--- begin DATA LINES ---
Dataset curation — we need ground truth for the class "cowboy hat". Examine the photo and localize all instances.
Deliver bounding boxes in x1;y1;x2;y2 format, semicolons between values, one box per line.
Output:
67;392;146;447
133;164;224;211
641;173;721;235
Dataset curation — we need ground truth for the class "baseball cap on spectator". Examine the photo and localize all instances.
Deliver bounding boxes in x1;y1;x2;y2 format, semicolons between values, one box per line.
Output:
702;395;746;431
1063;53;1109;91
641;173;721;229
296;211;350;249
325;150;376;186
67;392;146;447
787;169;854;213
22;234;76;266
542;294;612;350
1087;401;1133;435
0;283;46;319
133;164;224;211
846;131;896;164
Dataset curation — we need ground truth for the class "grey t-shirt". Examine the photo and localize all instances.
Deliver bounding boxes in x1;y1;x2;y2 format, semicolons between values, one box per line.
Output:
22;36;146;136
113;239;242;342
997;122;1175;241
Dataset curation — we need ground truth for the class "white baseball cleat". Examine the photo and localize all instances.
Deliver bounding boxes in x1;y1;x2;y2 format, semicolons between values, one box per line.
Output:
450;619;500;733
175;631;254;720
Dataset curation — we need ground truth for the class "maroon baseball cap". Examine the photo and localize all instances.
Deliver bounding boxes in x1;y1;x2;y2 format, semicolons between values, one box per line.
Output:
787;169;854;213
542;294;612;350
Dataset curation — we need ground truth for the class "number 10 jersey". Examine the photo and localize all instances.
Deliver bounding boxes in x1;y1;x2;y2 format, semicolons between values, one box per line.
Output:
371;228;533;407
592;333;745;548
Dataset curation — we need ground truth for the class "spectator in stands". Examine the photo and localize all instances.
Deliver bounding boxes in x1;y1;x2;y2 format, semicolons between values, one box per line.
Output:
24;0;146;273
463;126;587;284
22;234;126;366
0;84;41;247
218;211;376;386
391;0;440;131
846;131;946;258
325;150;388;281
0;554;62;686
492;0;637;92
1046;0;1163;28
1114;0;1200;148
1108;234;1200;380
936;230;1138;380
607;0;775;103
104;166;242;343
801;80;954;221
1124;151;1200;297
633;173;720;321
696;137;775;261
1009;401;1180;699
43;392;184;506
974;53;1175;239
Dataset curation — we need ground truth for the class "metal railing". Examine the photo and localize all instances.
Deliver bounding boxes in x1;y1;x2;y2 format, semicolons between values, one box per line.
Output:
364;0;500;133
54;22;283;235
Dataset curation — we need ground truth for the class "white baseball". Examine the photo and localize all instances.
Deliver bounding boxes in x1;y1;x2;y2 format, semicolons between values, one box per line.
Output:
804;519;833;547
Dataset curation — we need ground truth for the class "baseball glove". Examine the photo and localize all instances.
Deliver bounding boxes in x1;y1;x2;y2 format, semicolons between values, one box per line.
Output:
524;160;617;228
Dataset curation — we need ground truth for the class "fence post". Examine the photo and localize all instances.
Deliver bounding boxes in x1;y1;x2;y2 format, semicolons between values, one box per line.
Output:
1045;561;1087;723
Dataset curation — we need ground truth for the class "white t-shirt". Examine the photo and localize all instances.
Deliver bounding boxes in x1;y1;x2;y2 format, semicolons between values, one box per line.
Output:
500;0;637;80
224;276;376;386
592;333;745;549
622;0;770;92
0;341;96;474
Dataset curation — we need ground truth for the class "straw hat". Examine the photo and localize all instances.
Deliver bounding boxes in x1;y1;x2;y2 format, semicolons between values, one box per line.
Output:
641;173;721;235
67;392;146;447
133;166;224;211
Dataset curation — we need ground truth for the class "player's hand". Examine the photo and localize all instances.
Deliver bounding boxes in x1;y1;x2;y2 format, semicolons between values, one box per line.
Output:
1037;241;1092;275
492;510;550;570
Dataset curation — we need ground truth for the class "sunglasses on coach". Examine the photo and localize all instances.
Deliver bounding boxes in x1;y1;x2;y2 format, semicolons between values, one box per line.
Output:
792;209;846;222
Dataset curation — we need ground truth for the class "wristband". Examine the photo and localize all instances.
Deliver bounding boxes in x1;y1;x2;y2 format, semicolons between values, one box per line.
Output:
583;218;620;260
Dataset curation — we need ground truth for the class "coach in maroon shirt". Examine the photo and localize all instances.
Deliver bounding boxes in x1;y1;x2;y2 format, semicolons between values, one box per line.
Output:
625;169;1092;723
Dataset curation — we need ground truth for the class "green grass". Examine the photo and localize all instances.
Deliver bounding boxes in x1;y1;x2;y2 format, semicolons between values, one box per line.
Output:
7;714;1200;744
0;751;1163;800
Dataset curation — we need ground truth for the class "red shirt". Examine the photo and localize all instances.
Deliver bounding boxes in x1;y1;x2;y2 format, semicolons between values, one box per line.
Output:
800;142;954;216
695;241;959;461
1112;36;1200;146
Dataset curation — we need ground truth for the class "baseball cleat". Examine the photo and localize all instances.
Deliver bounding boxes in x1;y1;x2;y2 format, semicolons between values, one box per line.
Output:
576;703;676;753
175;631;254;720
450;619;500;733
--- end DATA LINES ---
— AIM OF THE TASK —
Put the stretch from the beginning of the items through the line containing "846;131;896;164" into a numbered list, omitting any blank lines.

— ANSWER TO THE TASK —
1. Dataset curation — we need ground truth for the class "cowboy hat". Examine the photo and localize all instances.
2. Deliver bounding boxes in x1;y1;x2;y2 format, semicolons between values, one box per line.
3. Output:
4. 67;392;146;447
5. 133;164;224;211
6. 641;173;721;235
7. Dataset curation — we need ground truth for the class "baseball cap on spectator". Examine the photo and localize all instances.
8. Deliver bounding boxes in x1;y1;x2;y2 format, semicolons between values, one box per line.
9. Output:
10. 702;395;746;431
11. 1063;53;1109;91
12. 641;173;721;229
13. 296;211;350;249
14. 325;150;376;186
15. 67;392;146;447
16. 787;169;854;213
17. 22;234;76;266
18. 542;294;612;350
19. 1087;401;1133;435
20. 0;283;46;319
21. 133;164;224;211
22. 846;131;896;164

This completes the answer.